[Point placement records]
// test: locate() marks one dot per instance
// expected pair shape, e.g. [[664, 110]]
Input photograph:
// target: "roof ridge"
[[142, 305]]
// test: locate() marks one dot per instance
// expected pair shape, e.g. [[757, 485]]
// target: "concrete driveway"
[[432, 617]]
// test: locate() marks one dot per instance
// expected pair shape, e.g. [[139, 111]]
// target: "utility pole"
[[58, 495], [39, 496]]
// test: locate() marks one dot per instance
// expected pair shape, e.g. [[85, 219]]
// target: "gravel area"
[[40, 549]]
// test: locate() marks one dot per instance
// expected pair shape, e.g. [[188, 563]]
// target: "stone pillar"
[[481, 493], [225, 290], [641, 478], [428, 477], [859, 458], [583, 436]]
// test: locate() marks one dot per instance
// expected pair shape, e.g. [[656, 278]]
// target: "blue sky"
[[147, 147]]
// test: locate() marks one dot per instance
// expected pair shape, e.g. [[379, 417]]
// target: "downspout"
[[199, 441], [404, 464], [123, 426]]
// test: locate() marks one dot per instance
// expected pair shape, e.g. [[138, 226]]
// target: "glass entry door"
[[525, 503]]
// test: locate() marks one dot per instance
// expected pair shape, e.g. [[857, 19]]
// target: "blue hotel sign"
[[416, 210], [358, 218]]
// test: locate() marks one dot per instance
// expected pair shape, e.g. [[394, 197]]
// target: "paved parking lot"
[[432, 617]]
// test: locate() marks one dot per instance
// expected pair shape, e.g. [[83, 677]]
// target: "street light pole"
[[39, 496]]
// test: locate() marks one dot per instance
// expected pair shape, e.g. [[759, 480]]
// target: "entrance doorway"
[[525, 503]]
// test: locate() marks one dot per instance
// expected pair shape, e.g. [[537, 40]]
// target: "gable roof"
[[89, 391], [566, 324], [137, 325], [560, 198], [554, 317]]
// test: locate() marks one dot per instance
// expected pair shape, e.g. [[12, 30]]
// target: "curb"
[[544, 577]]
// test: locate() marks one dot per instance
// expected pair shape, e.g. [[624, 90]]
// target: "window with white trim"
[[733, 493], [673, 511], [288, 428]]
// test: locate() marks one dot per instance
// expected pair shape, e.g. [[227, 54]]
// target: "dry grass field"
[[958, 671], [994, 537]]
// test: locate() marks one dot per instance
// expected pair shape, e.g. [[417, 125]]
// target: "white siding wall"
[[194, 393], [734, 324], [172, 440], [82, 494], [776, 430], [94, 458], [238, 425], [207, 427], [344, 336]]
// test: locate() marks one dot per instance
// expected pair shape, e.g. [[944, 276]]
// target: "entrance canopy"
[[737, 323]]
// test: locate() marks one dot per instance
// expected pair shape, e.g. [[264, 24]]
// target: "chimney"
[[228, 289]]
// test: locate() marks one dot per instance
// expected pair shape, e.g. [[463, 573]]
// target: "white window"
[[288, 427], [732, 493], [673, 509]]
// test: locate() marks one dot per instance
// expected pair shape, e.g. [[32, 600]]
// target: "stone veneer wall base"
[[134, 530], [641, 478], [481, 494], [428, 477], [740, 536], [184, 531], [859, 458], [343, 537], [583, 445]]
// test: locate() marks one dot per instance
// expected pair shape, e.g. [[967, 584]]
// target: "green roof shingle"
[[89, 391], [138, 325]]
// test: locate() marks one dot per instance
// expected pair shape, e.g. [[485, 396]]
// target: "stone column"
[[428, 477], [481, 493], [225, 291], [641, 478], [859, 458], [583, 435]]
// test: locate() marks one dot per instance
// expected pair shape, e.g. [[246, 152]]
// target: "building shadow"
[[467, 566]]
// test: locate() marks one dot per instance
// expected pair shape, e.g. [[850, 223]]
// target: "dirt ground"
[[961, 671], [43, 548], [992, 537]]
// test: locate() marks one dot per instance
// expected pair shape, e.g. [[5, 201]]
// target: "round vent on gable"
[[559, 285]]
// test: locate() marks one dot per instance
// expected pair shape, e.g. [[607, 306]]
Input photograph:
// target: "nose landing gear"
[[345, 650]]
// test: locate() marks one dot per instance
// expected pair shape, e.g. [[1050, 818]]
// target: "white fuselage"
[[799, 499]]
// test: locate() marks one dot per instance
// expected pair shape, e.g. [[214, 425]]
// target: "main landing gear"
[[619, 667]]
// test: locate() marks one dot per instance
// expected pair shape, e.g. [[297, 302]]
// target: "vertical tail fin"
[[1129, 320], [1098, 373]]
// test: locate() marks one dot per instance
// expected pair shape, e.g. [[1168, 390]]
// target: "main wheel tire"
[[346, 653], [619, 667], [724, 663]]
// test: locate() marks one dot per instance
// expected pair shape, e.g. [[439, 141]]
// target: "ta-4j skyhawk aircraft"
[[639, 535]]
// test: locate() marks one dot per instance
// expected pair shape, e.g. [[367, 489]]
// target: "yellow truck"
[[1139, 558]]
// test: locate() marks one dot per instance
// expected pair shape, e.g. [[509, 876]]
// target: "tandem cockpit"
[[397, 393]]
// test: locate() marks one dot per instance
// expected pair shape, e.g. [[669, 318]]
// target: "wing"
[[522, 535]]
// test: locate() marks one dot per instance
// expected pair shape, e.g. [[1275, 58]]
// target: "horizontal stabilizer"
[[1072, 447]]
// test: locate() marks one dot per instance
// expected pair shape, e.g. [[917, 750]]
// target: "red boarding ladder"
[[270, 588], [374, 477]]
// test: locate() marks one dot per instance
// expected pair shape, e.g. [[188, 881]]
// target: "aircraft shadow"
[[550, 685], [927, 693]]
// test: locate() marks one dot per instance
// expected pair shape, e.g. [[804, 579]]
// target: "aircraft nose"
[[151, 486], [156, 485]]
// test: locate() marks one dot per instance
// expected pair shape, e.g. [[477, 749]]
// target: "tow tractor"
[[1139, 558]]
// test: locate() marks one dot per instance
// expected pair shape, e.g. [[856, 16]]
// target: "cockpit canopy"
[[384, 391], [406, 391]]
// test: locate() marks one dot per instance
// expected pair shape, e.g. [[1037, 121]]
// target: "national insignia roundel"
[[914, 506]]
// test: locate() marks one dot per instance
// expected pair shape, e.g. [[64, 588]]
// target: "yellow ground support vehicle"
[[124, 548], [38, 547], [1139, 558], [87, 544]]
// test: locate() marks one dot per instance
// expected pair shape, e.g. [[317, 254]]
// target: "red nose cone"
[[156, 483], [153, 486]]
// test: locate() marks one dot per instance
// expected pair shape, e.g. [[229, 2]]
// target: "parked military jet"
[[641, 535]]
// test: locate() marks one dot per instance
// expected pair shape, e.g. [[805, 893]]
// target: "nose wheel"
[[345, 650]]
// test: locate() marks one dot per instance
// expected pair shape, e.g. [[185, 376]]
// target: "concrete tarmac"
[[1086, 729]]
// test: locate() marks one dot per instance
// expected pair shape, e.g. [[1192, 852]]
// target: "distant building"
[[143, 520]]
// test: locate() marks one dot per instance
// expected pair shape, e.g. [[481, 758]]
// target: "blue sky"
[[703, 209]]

What you need to do
All of the entries above need to be reproduced exactly.

Answer to the problem
// test: locate() marks one dot per instance
// expected pair shape, e.g. [[664, 110]]
Input photograph:
// target: "roof ridge"
[[142, 305]]
// test: locate() marks one dot per instance
// expected pair shape, e.g. [[757, 485]]
// target: "concrete driveway"
[[432, 617]]
// test: locate() marks one dot per instance
// expected pair shape, e.g. [[139, 111]]
// target: "utility pole"
[[58, 495], [39, 496]]
// test: locate() marks one dot per instance
// expected pair shape, e.g. [[85, 219]]
// target: "gravel area"
[[40, 549]]
// test: locate() marks one dot per instance
// expected pair shape, e.g. [[188, 563]]
// target: "stone pillar"
[[481, 493], [225, 290], [641, 478], [428, 477], [859, 458], [583, 436]]
// test: locate() marks one dot per instance
// expected pair shape, e.g. [[656, 278]]
// target: "blue sky"
[[147, 147]]
// test: locate() marks one dot per instance
// expected pair shape, e.g. [[379, 417]]
// target: "downspout"
[[199, 441], [404, 464], [123, 426]]
// test: locate() marks one dot per instance
// expected pair shape, e.g. [[138, 226]]
// target: "glass entry door"
[[525, 503]]
// test: locate() marks one dot per instance
// expected pair shape, e.g. [[857, 19]]
// target: "blue hotel sign"
[[416, 210], [358, 218]]
// test: locate() marks one dot per instance
// expected pair shape, e.g. [[394, 197]]
// target: "paved parking lot"
[[432, 617]]
// test: locate() marks one dot per instance
// expected pair shape, e.g. [[83, 677]]
// target: "street light pole"
[[39, 496]]
// test: locate() marks one dot per instance
// expected pair shape, e.g. [[759, 480]]
// target: "entrance doorway"
[[525, 503]]
// test: locate() marks one dot per instance
// expected pair shape, e.g. [[537, 40]]
// target: "gable roof"
[[89, 391], [566, 324], [137, 325], [560, 198], [554, 317]]
// test: locate() marks one dot per instance
// expected pair shape, e.g. [[12, 30]]
// target: "curb"
[[544, 577]]
// test: locate() marks one dot per instance
// expected pair shape, e.g. [[624, 90]]
// target: "window with white trim"
[[733, 493], [673, 511], [288, 428]]
// test: locate() marks one dot per instance
// expected pair shape, e.g. [[227, 54]]
// target: "dry grass field"
[[958, 671], [994, 537]]
// test: locate() marks one dot per instance
// expected pair shape, e.g. [[417, 125]]
// target: "white siding wall"
[[194, 393], [734, 324], [172, 440], [82, 494], [776, 430], [94, 458], [238, 425], [207, 427], [344, 336]]
// test: locate() marks one dot per instance
// expected pair shape, e.g. [[944, 276]]
// target: "entrance canopy"
[[737, 323]]
// test: locate() marks one dot per instance
// expected pair shape, e.g. [[264, 24]]
// target: "chimney"
[[228, 289]]
// test: locate() marks one dot per instance
// expected pair shape, e.g. [[463, 573]]
// target: "white window"
[[288, 427], [732, 493], [673, 509]]
// test: locate() marks one dot per instance
// expected pair shape, e.g. [[32, 600]]
// target: "stone veneer wall base"
[[134, 530], [641, 478], [481, 494], [428, 477], [740, 536], [184, 531], [859, 458], [343, 537], [583, 445]]
// test: locate() marks one dot per instance
// expected pair shape, e.g. [[967, 584]]
// target: "green roof shingle"
[[89, 391], [138, 325]]
// test: locate() marks one dot per instance
// expected pair shape, e.g. [[485, 396]]
// target: "stone column"
[[428, 477], [481, 493], [225, 291], [641, 478], [859, 458], [583, 435]]
// test: locate() marks one dot per instance
// expected pair shape, e.g. [[246, 152]]
// target: "building shadow"
[[467, 566]]
// test: locate() marks one dot per instance
// expected pair shape, e.g. [[850, 223]]
// target: "dirt ground"
[[961, 671], [43, 548], [992, 537]]
// test: locate() marks one dot per instance
// expected pair shape, e.g. [[5, 201]]
// target: "round vent on gable"
[[559, 285]]
// test: locate() marks one dot per instance
// expected pair shape, e.g. [[607, 306]]
Input photograph:
// target: "nose landing gear"
[[345, 650]]
// test: locate() marks one dot per instance
// expected pair shape, e.g. [[1050, 818]]
// target: "white fuselage"
[[799, 499]]
// test: locate() marks one dot per instance
// expected pair shape, e.g. [[214, 425]]
// target: "main landing gear"
[[619, 667]]
// test: locate() marks one dot per instance
// expected pair shape, e.g. [[297, 302]]
// target: "vertical tail fin"
[[1129, 320], [1098, 373]]
// test: locate() marks one dot per instance
// expected pair shape, e.g. [[1168, 390]]
// target: "main wheel tire"
[[346, 653], [619, 667], [724, 663]]
// test: locate() marks one dot per instance
// expected pair shape, e.g. [[439, 141]]
// target: "ta-4j skyhawk aircraft"
[[639, 535]]
// test: locate() marks one dot per instance
// expected pair shape, e.g. [[367, 489]]
// target: "yellow truck"
[[1139, 558]]
// test: locate() marks one dot per instance
// expected pair shape, e.g. [[509, 876]]
// target: "tandem cockpit"
[[397, 393]]
// test: locate() marks one dot per instance
// expected pair shape, e.g. [[669, 318]]
// target: "wing"
[[522, 535]]
// test: locate() marks one dot per instance
// expected pair shape, e.g. [[1275, 58]]
// target: "horizontal stabilizer"
[[1072, 447]]
// test: locate() marks one dot per instance
// expected pair shape, e.g. [[917, 750]]
// target: "red boarding ladder"
[[270, 588], [374, 477]]
// test: locate() marks one dot per instance
// expected pair shape, e.g. [[188, 881]]
// target: "aircraft shadow"
[[550, 685], [927, 693]]
// test: locate() marks one dot per instance
// expected pair shape, e.g. [[804, 579]]
// target: "aircraft nose"
[[151, 486], [156, 485]]
// test: locate() marks one dot per instance
// expected pair shape, e.g. [[477, 749]]
// target: "tow tractor"
[[1139, 558]]
// test: locate() marks one dot per instance
// expected pair shape, e.g. [[856, 16]]
// target: "cockpit canopy"
[[384, 391], [406, 391]]
// test: locate() marks one dot per instance
// expected pair shape, e.g. [[1037, 121]]
// target: "national insignia roundel"
[[914, 506]]
// test: locate() marks one dot per instance
// expected pair shape, e.g. [[64, 588]]
// target: "yellow ground support vehicle"
[[124, 548], [38, 547], [1139, 558], [87, 544]]
// test: locate() marks one dot per instance
// expected pair shape, e.g. [[317, 254]]
// target: "red nose cone"
[[156, 483], [153, 486]]
// test: locate() marks one dot per instance
// expected pair shape, e.g. [[229, 2]]
// target: "parked military jet"
[[641, 535]]
// test: locate() marks one dot per instance
// expected pair shape, e.g. [[805, 893]]
// target: "nose wheel"
[[345, 650]]
// test: locate() marks one dot per instance
// expected pair shape, e.g. [[185, 376]]
// target: "concrete tarmac"
[[1086, 729]]
// test: locate() marks one dot per instance
// expected pair shape, e.g. [[1192, 852]]
// target: "distant building"
[[143, 520]]
// test: locate() marks one dot per instance
// expected pair shape, e.g. [[481, 758]]
// target: "blue sky"
[[703, 209]]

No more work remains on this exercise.